- [WHAT TO WORK ON] According to the session sheet, what does the name ESCALATE stand for?

- [PROVIDED PASSAGE]
## BEGIN
Session Sheet - ICME Case Studies: Successes and Challenges for Generation, Distribution, and Use of Public/Pre-Existing Materials Datasets: Public Dataset Construction and Metadata Tagging

ICME Case Studies: Successes and Challenges for Generation, Distribution, and Use of Public/Pre-Existing Materials Datasets: Public Dataset Construction and Metadata Tagging
Sponsored by: TMS Materials Processing and Manufacturing Division, TMS: Integrated Computational Materials Engineering Committee
Program Organizers: Stephen DeWitt, Oak Ridge National Laboratory; Vikas Tomar, Purdue University; James Saal, Citrine Informatics; James Warren, National Institute of Standards and Technology

Monday 2:00 PM
February 28, 2022
Room: 254A
Location: Anaheim Convention Center

Session Chair: James Saal, Citrine Informatics

2:00 PM  Invited
Added Value and Increased Organization: Capturing Experimental Data Provenance in Materials Commons 2.0: Tracy Berman¹; Brian Puchala¹; Glenn Tarcea¹; John Allison¹; ¹University of Michigan
    Capturing the provenance associated with experimental data continues to be a formidable barrier to developing materials datasets. While provenance can be automatically collected and stored behind the scenes in computational studies, in experimental studies the responsibility falls upon the scientists, technicians, and students in the labs. Automatically uploading all information collected on an instrument, or forcing users to fill out forms, risks diluting the system with low quality data and misinformation. This talk will describe the approach used to capture experimental data provenance in Materials Commons 2.0. The speaker will also discuss how working with Materials Commons has changed how they allocate time for experiments, the organizational benefits of formatting data for ingestion into Materials Commons, and the barriers that remain when sharing data.

2:30 PM  Invited
Generating, Sharing, and Using Halide Perovskite Exploratory Synthesis Data to Discover New Materials: Joshua Schrier¹; ¹Fordham University
    Over the past four years, we’ve developed a Robotic-Accelerated Perovskite Investigation and Discovery (RAPID) system to make and characterize halide perovskites via inverse temperature crystallization and antisolvent vapor diffusion methods. Simultaneously, we’ve developed a general-purpose open-source data management system— ESCALATE (Experiment Specification, Capture and Laboratory Automation Technology)—which allows humans and algorithms to specify experiments, converts those plans into instructions for human operators and robots, captures collected data and meta-data for reuse, augments those data with cheminformatics and other analyses, and facilitates data export for sharing and machine learning. In this talk, I will describe the RAPID+ESCALATE technology stack and its deployments across multiple laboratories and experiment types. I will then discuss case studies about how we’ve uses this system to enhance data-sharing in publications, improve experimental reproducibility, and discover new scientific insights using the comprehensive data and metadata records.
## END
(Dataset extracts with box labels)
## BEGIN
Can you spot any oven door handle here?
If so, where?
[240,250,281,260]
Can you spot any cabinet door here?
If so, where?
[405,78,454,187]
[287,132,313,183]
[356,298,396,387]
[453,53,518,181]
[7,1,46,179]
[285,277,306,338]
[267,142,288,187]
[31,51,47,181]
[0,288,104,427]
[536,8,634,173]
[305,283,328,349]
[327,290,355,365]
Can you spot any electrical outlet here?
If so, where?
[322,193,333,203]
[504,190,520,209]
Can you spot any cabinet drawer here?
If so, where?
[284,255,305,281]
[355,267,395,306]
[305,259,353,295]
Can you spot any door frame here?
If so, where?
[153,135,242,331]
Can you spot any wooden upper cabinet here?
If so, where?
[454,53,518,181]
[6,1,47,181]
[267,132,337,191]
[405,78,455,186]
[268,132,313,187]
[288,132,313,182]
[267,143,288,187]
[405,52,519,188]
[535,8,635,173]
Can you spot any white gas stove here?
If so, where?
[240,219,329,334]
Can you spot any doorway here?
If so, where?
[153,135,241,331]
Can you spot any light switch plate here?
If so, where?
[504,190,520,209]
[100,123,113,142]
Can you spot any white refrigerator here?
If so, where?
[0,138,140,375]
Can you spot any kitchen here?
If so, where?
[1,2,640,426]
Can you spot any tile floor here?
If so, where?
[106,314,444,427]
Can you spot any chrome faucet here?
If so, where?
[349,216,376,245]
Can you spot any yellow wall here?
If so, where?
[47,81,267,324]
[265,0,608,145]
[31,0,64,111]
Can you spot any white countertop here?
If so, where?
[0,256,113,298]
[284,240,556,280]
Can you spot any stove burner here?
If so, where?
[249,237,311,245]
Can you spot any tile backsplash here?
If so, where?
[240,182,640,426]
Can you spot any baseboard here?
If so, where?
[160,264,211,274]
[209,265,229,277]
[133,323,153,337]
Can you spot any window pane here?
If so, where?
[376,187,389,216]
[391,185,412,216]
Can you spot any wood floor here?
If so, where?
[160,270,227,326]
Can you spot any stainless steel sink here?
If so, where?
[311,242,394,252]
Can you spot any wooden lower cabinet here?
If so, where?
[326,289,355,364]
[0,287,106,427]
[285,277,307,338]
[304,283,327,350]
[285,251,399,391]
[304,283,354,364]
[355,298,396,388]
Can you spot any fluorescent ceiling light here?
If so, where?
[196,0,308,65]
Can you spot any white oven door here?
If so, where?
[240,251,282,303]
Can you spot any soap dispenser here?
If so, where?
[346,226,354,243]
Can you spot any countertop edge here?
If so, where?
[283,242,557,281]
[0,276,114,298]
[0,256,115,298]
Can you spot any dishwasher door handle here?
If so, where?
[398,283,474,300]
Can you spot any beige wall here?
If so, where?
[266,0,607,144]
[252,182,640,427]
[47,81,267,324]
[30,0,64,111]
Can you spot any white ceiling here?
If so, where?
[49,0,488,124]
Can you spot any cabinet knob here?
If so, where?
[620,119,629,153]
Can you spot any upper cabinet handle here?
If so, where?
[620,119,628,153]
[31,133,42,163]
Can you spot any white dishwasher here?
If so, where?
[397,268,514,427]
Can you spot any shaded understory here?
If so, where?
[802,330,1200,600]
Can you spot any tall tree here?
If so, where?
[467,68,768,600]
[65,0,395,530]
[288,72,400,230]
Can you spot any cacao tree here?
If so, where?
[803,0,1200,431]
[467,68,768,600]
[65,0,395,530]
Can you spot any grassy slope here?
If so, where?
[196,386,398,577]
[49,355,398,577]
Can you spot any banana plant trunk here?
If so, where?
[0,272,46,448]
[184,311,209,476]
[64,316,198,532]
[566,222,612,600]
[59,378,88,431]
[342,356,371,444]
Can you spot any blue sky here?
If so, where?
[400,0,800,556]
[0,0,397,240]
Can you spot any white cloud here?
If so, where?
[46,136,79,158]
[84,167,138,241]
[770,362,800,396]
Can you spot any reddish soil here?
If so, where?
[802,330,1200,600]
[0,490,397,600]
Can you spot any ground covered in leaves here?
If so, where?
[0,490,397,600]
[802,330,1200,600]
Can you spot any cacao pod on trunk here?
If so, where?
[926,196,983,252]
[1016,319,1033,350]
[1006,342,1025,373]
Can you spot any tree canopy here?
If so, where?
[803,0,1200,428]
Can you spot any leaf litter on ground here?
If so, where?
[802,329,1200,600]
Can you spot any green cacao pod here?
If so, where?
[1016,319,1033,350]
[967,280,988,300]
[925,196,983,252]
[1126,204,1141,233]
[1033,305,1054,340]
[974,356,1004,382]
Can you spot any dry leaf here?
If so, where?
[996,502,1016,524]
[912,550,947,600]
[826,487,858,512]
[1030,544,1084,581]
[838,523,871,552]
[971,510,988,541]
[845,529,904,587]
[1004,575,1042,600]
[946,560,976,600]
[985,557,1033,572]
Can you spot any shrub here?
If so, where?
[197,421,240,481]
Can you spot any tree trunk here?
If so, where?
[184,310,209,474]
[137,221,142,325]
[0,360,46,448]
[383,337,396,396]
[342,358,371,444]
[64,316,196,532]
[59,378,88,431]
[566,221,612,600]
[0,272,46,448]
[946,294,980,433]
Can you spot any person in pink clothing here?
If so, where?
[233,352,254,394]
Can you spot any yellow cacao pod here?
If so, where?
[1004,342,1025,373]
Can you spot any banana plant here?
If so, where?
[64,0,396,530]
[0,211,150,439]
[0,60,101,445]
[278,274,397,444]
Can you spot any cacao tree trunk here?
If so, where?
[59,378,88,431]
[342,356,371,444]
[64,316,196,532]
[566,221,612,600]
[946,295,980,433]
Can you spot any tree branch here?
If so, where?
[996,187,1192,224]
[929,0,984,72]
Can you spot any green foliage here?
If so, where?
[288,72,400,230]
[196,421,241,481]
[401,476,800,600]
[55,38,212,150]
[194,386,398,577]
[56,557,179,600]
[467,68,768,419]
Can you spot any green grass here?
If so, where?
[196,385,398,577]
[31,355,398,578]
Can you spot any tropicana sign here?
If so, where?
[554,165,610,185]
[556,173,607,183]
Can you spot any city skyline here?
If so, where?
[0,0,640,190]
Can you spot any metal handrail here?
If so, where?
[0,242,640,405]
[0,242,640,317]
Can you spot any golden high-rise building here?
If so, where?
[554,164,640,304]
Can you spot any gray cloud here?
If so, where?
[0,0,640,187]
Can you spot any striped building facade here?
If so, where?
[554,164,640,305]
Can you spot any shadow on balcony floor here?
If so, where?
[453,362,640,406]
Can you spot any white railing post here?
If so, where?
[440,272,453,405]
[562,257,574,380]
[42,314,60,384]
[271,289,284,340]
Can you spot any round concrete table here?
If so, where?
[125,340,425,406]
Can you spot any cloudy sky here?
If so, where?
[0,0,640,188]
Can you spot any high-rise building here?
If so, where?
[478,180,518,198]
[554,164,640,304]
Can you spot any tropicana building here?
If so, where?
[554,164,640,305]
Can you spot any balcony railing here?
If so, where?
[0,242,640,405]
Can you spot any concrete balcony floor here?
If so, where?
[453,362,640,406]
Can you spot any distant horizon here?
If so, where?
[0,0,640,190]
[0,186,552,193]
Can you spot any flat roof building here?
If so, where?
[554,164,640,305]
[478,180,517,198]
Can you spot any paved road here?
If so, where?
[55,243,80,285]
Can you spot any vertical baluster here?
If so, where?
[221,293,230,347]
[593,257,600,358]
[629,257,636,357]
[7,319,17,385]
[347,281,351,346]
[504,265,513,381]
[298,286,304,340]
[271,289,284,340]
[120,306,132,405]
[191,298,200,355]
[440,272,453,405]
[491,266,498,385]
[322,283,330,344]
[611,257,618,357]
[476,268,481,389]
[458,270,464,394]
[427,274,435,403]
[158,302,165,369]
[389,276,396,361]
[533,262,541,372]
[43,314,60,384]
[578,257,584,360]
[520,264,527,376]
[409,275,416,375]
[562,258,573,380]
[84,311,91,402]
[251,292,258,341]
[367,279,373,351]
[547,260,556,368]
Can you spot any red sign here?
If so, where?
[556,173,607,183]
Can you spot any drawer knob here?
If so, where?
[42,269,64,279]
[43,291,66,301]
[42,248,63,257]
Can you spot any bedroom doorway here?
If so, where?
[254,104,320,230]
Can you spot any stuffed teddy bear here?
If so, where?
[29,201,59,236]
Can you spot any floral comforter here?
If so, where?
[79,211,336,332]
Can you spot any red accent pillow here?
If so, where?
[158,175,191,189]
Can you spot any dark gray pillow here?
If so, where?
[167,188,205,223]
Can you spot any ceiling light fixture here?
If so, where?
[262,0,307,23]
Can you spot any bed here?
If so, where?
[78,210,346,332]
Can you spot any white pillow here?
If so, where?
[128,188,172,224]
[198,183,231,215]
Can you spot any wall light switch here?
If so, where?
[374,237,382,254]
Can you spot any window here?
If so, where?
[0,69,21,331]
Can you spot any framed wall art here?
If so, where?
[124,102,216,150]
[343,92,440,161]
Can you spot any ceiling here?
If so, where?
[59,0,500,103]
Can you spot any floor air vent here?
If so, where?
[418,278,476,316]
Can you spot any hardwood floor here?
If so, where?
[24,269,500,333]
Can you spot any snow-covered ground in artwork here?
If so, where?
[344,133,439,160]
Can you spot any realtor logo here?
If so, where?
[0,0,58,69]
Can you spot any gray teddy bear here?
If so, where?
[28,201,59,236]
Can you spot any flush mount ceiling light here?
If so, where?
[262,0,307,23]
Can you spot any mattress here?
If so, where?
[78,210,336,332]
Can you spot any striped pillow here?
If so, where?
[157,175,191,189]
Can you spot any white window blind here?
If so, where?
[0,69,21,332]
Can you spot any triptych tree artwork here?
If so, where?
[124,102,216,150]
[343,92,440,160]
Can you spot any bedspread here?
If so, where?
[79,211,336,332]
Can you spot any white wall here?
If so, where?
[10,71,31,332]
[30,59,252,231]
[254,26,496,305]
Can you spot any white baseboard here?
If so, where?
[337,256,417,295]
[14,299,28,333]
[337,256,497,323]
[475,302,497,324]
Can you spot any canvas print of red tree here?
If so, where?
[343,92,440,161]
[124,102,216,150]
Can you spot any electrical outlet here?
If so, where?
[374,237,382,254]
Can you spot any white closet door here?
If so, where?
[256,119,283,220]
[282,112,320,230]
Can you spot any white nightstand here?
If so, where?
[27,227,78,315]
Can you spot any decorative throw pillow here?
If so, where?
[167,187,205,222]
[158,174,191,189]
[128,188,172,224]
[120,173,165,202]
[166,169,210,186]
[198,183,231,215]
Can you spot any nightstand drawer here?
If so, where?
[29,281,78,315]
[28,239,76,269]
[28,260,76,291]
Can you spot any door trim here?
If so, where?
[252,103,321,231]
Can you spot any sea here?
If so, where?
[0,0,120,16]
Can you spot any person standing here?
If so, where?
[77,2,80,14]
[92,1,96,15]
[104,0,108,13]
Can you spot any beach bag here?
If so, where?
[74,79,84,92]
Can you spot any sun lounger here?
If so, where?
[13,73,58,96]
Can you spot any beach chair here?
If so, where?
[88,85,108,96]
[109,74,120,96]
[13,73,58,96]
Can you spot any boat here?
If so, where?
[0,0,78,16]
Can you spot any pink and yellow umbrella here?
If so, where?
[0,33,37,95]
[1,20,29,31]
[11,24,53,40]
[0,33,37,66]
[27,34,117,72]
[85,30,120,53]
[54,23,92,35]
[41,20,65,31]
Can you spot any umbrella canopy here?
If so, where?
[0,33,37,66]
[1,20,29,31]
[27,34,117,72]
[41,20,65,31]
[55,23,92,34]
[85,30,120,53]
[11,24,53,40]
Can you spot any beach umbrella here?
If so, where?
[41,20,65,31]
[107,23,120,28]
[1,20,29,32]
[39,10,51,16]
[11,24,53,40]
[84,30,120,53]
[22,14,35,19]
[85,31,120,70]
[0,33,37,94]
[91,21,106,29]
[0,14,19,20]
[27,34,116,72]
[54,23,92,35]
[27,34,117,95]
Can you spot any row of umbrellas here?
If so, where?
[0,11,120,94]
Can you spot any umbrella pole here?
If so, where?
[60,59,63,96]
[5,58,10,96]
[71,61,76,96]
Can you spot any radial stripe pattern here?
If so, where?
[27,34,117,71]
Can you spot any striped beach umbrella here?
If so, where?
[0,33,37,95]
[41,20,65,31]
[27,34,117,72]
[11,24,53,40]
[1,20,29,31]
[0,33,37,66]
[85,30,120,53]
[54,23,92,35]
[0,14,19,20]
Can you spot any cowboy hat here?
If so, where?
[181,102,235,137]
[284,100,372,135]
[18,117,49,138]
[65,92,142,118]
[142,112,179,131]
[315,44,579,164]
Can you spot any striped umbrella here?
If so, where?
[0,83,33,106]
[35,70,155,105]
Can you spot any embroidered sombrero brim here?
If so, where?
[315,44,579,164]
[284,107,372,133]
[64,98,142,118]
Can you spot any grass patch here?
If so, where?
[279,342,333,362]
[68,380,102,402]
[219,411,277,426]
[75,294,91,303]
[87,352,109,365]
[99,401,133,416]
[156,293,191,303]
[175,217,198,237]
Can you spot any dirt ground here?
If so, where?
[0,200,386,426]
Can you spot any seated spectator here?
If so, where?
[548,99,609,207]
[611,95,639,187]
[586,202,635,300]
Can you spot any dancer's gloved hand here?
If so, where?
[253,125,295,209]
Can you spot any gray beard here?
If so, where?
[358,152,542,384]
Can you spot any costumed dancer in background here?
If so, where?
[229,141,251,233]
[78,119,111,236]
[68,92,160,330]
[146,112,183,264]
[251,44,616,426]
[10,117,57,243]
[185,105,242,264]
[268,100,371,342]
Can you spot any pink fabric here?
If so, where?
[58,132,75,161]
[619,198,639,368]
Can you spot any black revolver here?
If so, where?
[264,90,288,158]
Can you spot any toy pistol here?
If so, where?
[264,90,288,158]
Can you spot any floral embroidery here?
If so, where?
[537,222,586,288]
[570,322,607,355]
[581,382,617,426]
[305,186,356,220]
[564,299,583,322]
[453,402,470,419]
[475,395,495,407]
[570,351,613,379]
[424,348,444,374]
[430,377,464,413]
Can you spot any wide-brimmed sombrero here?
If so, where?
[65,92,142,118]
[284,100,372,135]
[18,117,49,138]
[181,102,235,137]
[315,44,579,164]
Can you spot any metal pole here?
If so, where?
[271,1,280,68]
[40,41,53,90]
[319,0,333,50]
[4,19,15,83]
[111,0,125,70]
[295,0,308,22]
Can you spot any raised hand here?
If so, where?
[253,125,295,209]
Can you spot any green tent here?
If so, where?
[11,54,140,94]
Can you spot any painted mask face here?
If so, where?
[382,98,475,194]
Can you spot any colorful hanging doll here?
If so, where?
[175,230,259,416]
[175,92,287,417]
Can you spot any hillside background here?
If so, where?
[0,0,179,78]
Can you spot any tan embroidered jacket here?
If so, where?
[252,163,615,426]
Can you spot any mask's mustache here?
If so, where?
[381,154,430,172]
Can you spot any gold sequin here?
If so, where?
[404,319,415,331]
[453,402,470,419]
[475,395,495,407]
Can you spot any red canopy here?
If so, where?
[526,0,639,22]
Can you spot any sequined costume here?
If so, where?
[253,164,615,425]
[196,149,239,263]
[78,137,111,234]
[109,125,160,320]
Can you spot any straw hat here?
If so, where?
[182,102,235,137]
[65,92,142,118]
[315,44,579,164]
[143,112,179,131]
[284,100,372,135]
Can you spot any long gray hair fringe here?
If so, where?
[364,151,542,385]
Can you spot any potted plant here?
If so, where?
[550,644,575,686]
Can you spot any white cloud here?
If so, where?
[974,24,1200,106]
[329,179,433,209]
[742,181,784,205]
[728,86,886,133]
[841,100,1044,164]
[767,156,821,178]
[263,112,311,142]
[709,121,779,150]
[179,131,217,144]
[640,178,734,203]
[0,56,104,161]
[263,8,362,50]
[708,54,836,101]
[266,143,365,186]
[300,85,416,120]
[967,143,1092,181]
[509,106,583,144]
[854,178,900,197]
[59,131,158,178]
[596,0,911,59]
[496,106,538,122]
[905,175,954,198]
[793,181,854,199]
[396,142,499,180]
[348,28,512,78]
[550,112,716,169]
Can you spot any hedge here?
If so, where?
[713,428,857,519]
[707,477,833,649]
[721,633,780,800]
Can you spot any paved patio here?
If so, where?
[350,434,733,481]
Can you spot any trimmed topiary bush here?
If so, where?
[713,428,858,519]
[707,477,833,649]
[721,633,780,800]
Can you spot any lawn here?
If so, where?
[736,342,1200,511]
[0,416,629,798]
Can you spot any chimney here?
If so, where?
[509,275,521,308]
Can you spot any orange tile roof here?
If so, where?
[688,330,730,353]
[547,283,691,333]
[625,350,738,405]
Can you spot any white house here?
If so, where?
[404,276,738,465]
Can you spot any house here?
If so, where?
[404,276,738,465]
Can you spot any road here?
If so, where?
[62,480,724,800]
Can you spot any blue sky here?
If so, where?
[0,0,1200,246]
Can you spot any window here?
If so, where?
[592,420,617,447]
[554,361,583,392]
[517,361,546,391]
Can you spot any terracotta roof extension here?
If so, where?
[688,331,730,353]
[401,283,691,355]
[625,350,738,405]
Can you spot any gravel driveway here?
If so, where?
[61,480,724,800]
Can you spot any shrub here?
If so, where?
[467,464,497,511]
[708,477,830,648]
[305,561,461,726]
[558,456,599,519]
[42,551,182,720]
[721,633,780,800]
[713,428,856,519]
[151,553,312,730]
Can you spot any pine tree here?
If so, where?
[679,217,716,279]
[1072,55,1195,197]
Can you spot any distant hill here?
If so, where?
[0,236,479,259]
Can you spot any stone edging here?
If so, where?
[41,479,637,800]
## END
- [TASK OUTPUT] Experiment Specification, Capture and Laboratory Automation Technology